BEGIN DATASET EXCERPTS

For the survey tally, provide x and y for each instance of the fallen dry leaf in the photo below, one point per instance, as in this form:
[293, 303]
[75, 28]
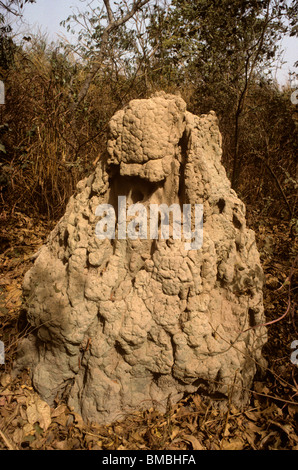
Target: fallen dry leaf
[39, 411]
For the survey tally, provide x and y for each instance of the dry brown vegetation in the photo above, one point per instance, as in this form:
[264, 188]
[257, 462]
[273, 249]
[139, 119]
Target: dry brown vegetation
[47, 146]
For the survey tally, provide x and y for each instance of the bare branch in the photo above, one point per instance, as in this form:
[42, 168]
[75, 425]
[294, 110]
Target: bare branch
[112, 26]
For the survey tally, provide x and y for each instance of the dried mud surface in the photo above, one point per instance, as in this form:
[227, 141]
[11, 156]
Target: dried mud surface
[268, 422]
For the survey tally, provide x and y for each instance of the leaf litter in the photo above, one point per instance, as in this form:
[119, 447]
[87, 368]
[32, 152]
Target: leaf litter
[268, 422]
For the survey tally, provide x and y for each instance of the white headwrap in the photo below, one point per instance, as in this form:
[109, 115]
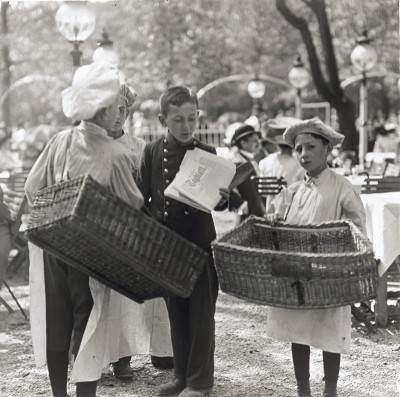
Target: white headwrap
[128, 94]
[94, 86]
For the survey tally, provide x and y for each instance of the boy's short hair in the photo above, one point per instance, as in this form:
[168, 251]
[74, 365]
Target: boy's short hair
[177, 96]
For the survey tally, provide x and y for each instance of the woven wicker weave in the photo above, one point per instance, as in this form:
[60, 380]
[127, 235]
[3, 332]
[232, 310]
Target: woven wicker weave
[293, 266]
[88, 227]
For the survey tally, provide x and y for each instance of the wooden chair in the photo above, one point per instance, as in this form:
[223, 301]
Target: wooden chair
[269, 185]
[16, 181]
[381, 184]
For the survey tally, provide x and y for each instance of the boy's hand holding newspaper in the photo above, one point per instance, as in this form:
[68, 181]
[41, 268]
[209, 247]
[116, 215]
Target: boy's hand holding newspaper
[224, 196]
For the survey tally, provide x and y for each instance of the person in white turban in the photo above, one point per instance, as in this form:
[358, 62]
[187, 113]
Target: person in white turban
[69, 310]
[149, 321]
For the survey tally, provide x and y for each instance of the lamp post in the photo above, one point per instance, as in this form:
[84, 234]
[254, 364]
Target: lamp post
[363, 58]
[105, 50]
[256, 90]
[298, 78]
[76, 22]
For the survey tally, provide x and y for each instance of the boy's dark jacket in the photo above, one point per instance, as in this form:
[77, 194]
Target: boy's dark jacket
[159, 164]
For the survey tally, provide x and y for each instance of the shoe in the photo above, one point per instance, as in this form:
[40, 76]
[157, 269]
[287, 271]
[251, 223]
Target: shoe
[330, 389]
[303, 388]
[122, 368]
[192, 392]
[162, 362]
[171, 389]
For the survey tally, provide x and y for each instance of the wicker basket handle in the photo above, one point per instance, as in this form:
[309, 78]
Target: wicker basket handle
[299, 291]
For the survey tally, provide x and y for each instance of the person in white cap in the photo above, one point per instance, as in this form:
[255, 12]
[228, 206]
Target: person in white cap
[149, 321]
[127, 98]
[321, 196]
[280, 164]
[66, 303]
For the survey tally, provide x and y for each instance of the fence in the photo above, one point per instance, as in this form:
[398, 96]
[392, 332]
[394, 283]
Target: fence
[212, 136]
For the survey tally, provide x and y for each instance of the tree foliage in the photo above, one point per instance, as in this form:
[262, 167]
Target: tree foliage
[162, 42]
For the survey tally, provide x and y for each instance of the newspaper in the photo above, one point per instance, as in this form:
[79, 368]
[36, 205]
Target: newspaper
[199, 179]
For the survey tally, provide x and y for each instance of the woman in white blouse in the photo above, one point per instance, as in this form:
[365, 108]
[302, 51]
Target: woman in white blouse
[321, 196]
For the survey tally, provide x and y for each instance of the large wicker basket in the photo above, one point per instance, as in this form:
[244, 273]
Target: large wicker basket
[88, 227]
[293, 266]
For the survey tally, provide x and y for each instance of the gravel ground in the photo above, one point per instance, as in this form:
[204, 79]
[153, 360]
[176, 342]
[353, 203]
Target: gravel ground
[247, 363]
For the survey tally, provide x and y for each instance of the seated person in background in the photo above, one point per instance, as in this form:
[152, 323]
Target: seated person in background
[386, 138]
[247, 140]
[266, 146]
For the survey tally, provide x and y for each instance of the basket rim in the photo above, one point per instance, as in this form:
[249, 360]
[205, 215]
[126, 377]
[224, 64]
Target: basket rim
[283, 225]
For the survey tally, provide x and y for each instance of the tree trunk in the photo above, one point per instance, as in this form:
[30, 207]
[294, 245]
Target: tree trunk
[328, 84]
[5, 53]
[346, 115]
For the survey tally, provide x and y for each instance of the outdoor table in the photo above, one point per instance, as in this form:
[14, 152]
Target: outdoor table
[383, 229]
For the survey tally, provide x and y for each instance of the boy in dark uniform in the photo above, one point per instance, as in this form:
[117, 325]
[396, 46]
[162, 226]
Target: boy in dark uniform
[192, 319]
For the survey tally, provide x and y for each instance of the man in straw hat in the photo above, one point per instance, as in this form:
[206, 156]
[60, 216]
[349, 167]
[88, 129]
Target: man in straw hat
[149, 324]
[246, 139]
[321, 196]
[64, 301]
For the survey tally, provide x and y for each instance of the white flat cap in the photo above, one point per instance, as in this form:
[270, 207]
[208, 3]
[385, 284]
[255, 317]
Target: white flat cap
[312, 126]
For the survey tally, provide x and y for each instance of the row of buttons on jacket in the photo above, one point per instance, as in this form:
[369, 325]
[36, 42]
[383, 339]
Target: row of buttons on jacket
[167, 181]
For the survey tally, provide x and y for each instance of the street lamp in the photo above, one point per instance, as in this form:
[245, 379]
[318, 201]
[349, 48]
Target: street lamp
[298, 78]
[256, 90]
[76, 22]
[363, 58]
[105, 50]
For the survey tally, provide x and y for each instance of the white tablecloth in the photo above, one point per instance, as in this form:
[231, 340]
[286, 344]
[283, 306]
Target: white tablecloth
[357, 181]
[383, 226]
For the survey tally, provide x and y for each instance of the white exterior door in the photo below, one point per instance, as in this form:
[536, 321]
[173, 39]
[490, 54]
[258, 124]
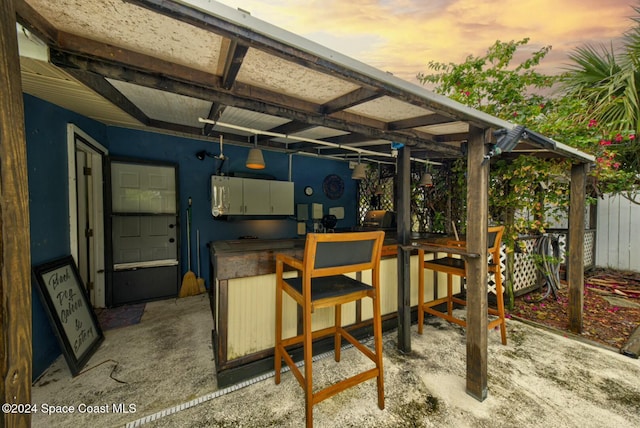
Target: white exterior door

END DATASET EXCERPTS

### WHAT THIS TASK INVOLVES
Write down exactly the lines running from the line with "of the basket" through the end of the material, both ends included, and none of the pictures.

### SOLUTION BELOW
For the survey tally, provide x and y for each instance of the basket rim in the photo above, one point per instance, as in this form:
[249, 360]
[205, 215]
[126, 377]
[224, 64]
Target: basket rim
[283, 225]
For the survey tally, provide x and y for each instance of the tree trunk in the photo above, one point per instance, as in this form:
[30, 207]
[294, 245]
Target: tree trunk
[328, 84]
[5, 53]
[346, 115]
For the survey tally, provide x and y for each instance of the outdoor table in the photo above, one point per instance, as in this form:
[14, 152]
Target: outdoor table
[383, 229]
For the survey tally, provide x and y for each instance of the boy in dark uniform in the photo above, one point per instance, as in this form:
[117, 325]
[396, 46]
[162, 226]
Target: boy in dark uniform
[192, 319]
For the survey tally, provide x and y for each instance of the man in straw hat in the photo above, one point per instance, as in this form:
[206, 156]
[60, 216]
[349, 167]
[88, 129]
Target: man in straw hat
[149, 324]
[246, 139]
[321, 196]
[64, 301]
For the survey tally, provide x and y for each instance of the white flat cap in the photo above, one point per instance, as in this form:
[270, 207]
[208, 3]
[385, 284]
[255, 317]
Target: white flat cap
[312, 126]
For the survey tally, provide x and y for each instance of the row of buttons on jacket in the photo above, one point per instance, as in this form:
[369, 325]
[36, 42]
[383, 339]
Target: row of buttons on jacket
[167, 181]
For the survey tally, provide x and y for each instance of the street lamp in the photo above, one point per instance, as in this form:
[245, 379]
[318, 201]
[349, 48]
Target: street lamp
[298, 78]
[256, 90]
[76, 22]
[363, 58]
[105, 50]
For the survey tally, provide x and y for each instance of the white tablecloth in the photo above, one point per instance, as in this form:
[231, 340]
[286, 344]
[283, 306]
Target: white tablecloth
[357, 181]
[383, 226]
For the survey tally, provide x and y for each instance of the white exterior door in the photo below, one point per instance, as in this form:
[536, 321]
[173, 39]
[490, 54]
[258, 124]
Target: white exterior door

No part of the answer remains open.